• [Request]: Convert everything in the records from the line containing "palm tree trunk" down to the line containing "left=0, top=0, right=548, bottom=75", both included, into a numbered list, leaving out any blank lines.

───

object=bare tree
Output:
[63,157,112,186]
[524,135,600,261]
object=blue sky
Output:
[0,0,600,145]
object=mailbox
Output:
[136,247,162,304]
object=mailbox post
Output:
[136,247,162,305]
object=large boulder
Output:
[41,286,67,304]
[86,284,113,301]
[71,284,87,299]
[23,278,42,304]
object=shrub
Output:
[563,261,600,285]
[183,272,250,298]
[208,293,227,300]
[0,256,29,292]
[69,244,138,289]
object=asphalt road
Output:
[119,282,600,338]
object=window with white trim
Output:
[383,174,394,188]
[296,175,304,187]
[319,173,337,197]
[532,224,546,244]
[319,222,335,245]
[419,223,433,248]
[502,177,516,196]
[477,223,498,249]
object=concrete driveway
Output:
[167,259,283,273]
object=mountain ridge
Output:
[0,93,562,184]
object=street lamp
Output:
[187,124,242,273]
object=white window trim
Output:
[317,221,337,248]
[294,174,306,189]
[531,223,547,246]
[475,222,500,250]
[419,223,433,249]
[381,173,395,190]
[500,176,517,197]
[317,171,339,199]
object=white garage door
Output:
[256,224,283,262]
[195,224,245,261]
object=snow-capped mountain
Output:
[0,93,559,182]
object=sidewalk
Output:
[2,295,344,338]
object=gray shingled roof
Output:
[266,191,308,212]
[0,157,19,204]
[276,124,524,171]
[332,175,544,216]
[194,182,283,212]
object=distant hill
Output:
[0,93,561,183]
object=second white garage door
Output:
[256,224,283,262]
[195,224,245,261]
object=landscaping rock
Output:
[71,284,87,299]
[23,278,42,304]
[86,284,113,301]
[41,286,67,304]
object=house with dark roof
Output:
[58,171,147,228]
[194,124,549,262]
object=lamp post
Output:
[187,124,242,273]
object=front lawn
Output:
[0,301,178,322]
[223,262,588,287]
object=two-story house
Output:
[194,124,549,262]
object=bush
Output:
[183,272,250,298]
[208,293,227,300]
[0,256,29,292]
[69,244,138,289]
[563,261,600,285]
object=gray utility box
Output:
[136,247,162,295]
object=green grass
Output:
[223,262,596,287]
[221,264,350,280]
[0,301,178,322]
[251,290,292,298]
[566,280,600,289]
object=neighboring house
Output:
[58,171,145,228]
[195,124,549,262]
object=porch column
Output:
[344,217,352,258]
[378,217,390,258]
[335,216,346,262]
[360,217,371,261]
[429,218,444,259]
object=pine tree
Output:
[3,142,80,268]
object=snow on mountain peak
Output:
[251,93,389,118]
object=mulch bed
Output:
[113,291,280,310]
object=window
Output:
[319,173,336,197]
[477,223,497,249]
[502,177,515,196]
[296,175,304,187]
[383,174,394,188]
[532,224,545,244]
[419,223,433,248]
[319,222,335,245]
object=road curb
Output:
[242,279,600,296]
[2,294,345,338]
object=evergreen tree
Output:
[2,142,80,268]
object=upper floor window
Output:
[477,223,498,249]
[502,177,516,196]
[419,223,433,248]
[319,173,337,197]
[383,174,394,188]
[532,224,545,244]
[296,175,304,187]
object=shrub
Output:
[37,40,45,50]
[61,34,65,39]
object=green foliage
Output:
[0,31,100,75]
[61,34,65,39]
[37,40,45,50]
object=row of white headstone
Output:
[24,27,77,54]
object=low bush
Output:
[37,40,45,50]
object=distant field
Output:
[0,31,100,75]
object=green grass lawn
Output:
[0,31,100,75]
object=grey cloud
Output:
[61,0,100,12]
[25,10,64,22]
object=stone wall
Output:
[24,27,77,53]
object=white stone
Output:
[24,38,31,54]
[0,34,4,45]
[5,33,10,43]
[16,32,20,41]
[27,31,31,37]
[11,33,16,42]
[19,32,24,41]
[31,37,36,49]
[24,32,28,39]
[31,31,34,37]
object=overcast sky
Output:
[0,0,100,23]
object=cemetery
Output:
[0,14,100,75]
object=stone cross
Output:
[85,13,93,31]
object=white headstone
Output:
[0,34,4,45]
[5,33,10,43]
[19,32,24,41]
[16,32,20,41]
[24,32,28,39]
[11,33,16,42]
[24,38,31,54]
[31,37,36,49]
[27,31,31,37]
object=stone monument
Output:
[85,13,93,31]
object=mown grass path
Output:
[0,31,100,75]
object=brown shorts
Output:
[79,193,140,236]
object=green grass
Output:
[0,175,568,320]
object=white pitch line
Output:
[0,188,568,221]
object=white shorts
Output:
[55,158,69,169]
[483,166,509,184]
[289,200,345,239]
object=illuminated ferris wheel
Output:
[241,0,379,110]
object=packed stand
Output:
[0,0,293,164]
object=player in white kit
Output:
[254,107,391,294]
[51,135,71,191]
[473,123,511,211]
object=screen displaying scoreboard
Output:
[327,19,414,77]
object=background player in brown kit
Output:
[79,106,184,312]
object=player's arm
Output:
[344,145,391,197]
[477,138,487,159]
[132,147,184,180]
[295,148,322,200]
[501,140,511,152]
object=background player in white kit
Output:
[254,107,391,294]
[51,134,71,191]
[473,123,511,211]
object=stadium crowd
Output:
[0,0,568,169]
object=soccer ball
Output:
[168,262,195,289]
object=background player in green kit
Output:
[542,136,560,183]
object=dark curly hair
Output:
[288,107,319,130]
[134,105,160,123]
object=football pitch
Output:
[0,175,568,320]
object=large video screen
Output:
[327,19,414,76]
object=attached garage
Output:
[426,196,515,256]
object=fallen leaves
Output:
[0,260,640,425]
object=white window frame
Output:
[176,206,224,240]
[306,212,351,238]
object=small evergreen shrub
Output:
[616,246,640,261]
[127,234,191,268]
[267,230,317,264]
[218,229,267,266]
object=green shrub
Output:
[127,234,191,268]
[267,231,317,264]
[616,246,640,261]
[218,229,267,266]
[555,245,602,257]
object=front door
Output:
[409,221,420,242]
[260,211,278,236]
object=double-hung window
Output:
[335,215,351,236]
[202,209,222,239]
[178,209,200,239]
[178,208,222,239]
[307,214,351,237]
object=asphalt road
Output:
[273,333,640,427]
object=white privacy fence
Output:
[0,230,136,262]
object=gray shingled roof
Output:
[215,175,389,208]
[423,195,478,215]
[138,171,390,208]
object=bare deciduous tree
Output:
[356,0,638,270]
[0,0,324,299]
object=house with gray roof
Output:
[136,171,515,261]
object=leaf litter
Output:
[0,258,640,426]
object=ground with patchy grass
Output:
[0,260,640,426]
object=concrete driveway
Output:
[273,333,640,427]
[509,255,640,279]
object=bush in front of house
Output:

───

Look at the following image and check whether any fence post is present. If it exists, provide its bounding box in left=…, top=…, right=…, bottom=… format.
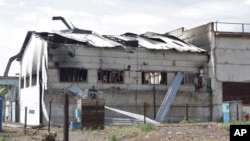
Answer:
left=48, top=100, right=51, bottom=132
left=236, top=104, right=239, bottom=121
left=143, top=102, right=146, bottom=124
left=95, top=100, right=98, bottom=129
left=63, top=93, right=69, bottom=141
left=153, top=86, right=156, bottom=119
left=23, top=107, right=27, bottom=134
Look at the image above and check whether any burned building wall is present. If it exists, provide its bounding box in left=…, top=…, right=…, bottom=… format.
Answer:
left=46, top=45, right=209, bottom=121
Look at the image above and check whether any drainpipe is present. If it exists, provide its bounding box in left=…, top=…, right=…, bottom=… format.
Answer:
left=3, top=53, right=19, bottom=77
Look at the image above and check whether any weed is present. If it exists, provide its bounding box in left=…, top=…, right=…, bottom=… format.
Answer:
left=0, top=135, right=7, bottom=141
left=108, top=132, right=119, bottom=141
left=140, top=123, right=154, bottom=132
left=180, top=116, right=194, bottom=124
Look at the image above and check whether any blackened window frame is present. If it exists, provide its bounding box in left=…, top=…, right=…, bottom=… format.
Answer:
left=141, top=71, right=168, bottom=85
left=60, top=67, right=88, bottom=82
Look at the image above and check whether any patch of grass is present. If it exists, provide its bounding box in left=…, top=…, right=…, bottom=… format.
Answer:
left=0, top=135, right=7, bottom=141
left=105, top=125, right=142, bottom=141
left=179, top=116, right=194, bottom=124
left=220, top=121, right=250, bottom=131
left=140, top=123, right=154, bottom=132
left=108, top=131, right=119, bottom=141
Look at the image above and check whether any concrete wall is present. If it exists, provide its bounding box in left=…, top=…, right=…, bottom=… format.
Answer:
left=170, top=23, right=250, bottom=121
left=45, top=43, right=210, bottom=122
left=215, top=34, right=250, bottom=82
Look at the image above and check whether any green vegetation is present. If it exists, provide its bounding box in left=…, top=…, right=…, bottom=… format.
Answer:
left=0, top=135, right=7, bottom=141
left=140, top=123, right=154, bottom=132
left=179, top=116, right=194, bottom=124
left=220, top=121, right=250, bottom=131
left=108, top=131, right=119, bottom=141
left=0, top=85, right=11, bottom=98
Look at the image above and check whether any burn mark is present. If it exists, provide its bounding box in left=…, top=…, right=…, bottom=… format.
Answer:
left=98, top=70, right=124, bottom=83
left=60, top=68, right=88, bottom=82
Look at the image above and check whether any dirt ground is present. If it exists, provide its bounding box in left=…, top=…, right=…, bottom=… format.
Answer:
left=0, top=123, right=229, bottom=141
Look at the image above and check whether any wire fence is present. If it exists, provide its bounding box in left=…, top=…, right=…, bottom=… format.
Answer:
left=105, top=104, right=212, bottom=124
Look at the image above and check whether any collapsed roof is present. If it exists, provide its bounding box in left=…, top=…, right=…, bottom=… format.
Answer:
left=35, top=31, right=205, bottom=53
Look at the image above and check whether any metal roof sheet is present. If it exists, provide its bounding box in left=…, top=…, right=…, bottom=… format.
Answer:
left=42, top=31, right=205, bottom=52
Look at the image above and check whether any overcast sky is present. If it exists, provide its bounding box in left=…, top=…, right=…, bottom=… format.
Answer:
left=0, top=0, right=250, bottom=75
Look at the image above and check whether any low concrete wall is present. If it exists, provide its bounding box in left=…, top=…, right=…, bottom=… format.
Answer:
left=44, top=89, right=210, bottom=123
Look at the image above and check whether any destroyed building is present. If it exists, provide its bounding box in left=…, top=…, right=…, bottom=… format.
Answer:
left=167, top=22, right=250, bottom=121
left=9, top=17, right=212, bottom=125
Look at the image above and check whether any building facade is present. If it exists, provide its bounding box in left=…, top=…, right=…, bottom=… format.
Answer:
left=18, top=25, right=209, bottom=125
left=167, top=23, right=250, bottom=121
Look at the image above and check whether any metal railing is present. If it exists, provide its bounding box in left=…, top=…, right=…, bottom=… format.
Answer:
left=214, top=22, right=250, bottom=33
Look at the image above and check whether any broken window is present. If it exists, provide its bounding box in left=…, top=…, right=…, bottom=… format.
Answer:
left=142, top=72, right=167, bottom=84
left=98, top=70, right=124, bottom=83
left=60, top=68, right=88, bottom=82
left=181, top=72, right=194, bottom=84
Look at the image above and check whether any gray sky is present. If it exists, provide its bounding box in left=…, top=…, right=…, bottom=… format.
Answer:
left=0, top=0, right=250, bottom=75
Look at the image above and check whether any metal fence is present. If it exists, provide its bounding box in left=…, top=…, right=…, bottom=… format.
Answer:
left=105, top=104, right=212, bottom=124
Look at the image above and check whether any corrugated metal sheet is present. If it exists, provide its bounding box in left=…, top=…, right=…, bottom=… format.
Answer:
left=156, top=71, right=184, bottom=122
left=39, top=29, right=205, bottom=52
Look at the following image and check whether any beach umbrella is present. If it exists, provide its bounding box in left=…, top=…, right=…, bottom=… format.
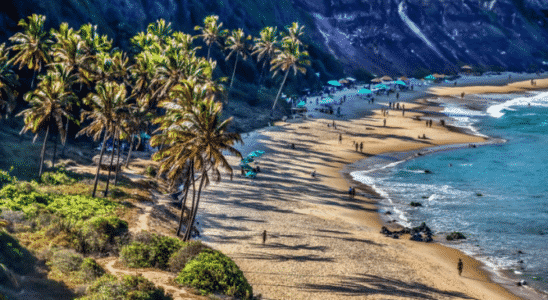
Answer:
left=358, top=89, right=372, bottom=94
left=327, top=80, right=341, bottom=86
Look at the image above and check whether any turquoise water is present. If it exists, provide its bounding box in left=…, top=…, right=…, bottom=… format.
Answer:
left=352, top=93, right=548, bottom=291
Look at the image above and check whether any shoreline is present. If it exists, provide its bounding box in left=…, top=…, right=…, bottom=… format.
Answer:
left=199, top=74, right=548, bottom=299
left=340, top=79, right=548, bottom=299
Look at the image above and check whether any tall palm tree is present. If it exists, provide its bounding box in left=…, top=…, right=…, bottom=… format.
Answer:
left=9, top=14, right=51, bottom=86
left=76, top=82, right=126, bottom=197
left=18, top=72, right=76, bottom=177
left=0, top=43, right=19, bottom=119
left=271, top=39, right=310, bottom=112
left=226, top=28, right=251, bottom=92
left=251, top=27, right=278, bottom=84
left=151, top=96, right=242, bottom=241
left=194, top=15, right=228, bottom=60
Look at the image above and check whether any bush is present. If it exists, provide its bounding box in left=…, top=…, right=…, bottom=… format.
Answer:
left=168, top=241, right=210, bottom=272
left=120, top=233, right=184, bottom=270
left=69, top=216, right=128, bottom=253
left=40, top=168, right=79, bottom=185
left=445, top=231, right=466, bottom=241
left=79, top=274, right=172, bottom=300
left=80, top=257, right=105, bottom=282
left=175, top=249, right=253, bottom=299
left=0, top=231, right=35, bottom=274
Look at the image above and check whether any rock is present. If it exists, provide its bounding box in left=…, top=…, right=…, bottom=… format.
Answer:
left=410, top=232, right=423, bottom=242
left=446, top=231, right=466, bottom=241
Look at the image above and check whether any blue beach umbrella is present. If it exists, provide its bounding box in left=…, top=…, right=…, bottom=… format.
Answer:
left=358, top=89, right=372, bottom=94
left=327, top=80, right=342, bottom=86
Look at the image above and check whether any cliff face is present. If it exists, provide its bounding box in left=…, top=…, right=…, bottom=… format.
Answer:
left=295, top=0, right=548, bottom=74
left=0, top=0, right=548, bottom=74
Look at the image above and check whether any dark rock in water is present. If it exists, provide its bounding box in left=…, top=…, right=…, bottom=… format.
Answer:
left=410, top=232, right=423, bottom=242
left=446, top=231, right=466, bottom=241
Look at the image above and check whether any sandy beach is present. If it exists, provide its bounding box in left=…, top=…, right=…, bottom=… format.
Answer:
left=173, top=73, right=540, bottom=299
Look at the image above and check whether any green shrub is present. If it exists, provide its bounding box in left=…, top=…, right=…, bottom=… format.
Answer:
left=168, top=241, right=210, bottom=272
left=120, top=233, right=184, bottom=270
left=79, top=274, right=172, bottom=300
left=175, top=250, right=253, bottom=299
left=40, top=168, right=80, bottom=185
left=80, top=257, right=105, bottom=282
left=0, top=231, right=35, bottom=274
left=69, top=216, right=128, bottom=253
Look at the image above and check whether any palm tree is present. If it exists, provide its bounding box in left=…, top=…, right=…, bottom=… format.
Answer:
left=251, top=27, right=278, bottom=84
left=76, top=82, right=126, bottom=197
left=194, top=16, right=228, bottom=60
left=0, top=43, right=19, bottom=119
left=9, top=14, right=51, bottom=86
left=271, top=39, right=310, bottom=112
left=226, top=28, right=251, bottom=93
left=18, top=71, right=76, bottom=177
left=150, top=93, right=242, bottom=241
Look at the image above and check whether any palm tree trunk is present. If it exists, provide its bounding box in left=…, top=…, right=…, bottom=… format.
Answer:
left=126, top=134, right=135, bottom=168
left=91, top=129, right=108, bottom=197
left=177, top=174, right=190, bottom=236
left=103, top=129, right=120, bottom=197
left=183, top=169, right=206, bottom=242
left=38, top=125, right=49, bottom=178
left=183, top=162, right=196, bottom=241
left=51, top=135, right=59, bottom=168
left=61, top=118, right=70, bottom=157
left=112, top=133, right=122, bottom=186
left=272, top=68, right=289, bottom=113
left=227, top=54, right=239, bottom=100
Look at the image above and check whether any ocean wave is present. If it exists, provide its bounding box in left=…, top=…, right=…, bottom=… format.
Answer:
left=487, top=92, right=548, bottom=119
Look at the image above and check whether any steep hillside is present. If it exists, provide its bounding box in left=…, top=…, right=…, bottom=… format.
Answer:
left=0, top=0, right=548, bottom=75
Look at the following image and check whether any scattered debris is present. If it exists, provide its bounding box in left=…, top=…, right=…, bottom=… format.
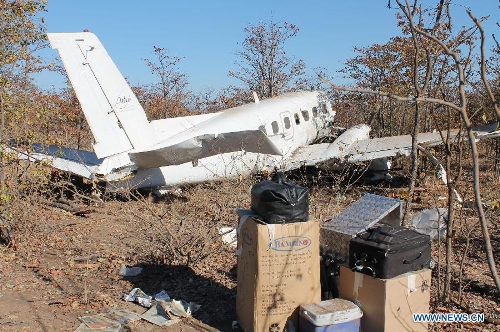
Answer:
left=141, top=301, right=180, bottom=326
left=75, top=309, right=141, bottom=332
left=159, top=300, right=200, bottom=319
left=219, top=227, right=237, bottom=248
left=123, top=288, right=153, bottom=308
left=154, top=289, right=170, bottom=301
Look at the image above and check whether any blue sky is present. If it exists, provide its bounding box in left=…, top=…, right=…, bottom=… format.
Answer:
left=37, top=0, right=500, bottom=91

───

• [Reply to the task]:
1. Look at the image above and check whether any palm tree trunk is present. If it exists, provide its bounding box in left=…, top=…, right=…, bottom=… format.
2. Answer:
3. left=126, top=134, right=135, bottom=168
4. left=91, top=129, right=108, bottom=197
5. left=177, top=174, right=190, bottom=236
6. left=103, top=129, right=120, bottom=197
7. left=183, top=169, right=206, bottom=242
8. left=38, top=125, right=49, bottom=178
9. left=183, top=162, right=196, bottom=241
10. left=51, top=135, right=59, bottom=168
11. left=61, top=118, right=70, bottom=157
12. left=112, top=133, right=122, bottom=186
13. left=272, top=68, right=289, bottom=113
14. left=227, top=54, right=239, bottom=100
15. Look at the image above and check whether any ocean wave is present. If it exists, provide its bounding box in left=…, top=…, right=…, bottom=… format.
16. Answer:
17. left=487, top=92, right=548, bottom=119
18. Look at the image above and check whether any steep hillside is present. If it exists, provide its bounding box in left=…, top=…, right=…, bottom=… format.
19. Answer:
20. left=0, top=0, right=548, bottom=75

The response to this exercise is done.